What the exercise asks:
Copy the lines below word for word, starting with the line that contains "Find the chocolate square" and ending with the line that contains "[[[31,74],[28,79],[29,113],[47,116],[102,109],[98,69],[56,69]]]", with both of those lines included.

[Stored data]
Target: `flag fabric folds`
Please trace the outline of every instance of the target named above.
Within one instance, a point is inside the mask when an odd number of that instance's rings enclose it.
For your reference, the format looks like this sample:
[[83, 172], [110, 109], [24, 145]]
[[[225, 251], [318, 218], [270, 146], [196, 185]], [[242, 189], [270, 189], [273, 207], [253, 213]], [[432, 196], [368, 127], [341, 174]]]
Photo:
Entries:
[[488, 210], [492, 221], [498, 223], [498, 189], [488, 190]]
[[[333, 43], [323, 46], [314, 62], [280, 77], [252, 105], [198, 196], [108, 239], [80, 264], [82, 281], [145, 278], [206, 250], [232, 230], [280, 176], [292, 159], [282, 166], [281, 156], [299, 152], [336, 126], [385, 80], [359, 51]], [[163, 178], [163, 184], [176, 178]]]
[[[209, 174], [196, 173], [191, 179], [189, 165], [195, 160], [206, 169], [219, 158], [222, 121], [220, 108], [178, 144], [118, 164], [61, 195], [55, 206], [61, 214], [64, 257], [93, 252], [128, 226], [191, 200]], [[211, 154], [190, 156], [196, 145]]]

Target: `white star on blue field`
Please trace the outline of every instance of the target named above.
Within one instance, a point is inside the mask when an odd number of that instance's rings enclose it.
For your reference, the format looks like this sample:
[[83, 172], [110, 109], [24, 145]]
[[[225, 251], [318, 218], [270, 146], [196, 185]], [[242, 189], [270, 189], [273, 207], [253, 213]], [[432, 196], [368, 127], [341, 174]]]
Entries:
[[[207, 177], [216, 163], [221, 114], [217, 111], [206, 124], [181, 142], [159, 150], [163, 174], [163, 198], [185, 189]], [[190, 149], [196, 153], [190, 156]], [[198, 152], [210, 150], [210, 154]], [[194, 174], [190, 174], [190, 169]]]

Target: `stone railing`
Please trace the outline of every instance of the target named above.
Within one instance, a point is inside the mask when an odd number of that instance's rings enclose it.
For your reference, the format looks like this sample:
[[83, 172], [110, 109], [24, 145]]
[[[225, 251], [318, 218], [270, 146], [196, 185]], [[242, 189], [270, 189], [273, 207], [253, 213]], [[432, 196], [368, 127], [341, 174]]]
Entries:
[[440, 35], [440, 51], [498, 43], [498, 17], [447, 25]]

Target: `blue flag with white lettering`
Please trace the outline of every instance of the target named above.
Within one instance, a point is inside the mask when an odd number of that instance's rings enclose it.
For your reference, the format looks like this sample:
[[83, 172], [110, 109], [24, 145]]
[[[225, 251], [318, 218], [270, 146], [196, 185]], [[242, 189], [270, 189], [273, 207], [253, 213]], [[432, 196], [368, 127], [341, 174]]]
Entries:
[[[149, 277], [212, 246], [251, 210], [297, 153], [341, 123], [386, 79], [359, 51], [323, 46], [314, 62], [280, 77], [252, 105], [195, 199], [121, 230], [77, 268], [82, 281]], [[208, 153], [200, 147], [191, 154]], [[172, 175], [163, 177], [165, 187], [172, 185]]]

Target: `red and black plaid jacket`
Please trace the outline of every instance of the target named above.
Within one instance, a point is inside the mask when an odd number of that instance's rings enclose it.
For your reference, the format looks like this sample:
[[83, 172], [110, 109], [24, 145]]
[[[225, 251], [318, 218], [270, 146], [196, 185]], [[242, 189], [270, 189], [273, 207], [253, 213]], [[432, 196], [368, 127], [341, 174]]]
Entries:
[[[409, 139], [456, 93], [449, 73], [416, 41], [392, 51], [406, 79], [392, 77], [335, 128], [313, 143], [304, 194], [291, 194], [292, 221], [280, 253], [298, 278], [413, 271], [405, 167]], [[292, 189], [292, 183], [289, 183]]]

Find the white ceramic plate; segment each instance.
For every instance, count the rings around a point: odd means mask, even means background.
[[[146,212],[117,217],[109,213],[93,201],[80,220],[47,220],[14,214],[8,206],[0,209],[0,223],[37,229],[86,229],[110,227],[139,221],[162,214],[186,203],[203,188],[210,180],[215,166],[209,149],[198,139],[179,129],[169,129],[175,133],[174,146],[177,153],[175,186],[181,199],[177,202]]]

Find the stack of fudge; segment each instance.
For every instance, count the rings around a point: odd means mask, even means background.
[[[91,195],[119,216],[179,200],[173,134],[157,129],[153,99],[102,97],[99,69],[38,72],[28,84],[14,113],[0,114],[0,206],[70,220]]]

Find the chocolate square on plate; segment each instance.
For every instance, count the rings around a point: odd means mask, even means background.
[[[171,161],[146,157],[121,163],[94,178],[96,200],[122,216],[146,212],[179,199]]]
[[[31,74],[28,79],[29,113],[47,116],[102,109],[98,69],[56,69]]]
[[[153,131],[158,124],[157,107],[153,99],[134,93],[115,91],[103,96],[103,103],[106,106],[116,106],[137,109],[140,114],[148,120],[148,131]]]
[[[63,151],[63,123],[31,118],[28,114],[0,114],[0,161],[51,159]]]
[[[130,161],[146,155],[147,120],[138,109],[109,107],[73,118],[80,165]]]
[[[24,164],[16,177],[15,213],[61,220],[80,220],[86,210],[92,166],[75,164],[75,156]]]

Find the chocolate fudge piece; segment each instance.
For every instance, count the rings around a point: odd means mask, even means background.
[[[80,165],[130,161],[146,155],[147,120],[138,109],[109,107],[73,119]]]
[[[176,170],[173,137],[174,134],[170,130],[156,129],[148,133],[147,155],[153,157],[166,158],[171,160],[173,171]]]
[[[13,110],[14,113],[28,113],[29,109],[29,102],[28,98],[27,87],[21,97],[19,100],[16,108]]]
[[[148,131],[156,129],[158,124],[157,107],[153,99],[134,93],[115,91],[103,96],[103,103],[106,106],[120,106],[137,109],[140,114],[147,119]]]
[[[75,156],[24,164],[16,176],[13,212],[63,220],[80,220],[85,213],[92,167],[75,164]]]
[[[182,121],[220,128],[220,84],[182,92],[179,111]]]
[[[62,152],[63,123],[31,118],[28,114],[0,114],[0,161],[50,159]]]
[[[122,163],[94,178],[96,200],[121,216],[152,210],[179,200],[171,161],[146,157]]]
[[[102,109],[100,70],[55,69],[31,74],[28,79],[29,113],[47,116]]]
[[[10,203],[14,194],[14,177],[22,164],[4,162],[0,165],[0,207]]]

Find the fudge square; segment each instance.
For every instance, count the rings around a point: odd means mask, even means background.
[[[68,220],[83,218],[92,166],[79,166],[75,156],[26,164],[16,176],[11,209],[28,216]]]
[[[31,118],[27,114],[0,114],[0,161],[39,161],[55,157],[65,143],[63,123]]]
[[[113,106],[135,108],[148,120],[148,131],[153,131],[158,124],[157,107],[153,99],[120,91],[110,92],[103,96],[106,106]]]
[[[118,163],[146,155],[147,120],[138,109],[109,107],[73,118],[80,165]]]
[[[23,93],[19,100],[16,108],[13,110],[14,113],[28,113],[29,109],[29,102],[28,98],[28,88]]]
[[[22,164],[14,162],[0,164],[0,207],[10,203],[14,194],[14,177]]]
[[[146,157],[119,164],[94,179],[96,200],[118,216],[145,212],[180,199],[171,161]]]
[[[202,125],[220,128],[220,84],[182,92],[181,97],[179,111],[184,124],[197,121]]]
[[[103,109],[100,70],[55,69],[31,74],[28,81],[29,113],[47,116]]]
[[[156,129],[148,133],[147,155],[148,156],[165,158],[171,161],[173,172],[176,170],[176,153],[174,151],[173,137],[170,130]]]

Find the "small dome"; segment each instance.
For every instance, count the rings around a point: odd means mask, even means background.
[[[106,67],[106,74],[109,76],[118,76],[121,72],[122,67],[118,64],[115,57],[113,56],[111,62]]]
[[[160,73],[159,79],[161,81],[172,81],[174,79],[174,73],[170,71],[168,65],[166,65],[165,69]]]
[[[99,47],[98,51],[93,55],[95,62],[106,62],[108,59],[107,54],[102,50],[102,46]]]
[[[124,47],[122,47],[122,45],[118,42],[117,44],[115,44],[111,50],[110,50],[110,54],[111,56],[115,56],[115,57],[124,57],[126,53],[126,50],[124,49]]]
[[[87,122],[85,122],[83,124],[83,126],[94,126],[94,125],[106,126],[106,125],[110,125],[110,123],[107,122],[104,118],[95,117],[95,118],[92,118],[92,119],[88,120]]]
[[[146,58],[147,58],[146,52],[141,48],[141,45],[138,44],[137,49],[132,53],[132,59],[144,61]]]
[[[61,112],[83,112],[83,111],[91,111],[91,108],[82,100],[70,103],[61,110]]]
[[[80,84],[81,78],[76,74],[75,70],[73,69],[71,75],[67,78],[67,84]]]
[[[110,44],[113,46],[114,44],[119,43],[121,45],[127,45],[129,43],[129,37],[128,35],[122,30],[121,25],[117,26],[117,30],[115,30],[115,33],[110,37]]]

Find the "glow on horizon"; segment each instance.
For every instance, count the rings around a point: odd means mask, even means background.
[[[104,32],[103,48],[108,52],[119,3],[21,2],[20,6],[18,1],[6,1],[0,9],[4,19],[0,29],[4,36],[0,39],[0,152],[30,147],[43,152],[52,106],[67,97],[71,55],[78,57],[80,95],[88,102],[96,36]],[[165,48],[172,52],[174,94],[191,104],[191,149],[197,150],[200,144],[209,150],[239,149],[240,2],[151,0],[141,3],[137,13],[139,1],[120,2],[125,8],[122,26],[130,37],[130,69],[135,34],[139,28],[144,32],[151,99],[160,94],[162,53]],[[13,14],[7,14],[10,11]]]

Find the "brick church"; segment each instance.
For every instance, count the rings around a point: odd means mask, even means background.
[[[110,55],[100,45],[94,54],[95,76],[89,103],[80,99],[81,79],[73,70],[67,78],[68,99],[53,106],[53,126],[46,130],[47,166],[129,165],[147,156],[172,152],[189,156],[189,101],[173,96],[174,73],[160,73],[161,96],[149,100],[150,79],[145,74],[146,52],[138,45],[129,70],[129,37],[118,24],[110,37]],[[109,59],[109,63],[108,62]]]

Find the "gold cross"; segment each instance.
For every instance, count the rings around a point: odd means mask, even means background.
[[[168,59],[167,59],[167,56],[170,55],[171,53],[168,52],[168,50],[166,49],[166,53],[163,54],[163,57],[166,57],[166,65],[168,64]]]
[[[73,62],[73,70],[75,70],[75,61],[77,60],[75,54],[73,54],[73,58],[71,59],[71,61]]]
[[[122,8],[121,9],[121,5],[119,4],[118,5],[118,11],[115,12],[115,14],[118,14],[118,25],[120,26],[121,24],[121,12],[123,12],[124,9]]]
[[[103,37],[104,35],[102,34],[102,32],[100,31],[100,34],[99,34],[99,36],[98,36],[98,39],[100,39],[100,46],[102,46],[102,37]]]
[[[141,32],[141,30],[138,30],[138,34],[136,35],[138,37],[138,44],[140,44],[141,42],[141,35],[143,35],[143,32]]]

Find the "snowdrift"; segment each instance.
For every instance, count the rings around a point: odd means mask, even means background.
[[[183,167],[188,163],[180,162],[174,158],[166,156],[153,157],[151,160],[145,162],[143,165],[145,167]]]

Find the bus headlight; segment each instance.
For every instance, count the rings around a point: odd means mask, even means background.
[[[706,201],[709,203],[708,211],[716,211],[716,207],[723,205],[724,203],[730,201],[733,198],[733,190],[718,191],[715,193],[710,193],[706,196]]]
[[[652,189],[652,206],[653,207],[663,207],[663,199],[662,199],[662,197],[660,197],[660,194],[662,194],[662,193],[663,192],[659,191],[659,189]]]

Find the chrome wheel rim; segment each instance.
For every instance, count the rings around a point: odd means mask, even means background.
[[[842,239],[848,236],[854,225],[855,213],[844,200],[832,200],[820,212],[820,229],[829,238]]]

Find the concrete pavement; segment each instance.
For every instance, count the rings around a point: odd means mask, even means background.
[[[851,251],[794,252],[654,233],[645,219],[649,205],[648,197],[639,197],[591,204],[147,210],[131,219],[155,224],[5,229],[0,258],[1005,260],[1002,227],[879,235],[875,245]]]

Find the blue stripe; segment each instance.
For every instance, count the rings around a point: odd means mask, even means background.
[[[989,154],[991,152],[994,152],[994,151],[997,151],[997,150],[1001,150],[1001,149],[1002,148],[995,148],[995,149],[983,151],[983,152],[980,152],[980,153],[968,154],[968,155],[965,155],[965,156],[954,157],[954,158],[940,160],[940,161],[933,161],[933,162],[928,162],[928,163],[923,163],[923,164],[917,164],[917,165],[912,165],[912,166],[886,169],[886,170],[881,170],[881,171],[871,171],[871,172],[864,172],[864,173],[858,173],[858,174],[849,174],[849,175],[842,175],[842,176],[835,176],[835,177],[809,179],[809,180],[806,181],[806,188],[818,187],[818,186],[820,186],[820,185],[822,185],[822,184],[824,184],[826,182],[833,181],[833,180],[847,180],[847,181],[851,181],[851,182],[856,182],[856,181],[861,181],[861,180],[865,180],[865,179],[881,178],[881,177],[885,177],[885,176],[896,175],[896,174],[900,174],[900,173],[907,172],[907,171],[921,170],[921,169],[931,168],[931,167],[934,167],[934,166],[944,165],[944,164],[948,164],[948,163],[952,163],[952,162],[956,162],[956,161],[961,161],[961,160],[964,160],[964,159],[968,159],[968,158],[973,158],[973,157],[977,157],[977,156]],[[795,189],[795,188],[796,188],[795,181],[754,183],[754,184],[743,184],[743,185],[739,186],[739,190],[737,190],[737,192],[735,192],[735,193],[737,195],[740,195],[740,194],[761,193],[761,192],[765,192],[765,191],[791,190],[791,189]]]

Solved problem:
Find the chocolate square on plate; segment each instance.
For every instance, count the rings around a point: odd means mask, even means background.
[[[171,161],[146,157],[121,163],[94,178],[96,200],[122,216],[146,212],[179,199]]]
[[[31,74],[28,79],[29,113],[47,116],[102,109],[98,69],[56,69]]]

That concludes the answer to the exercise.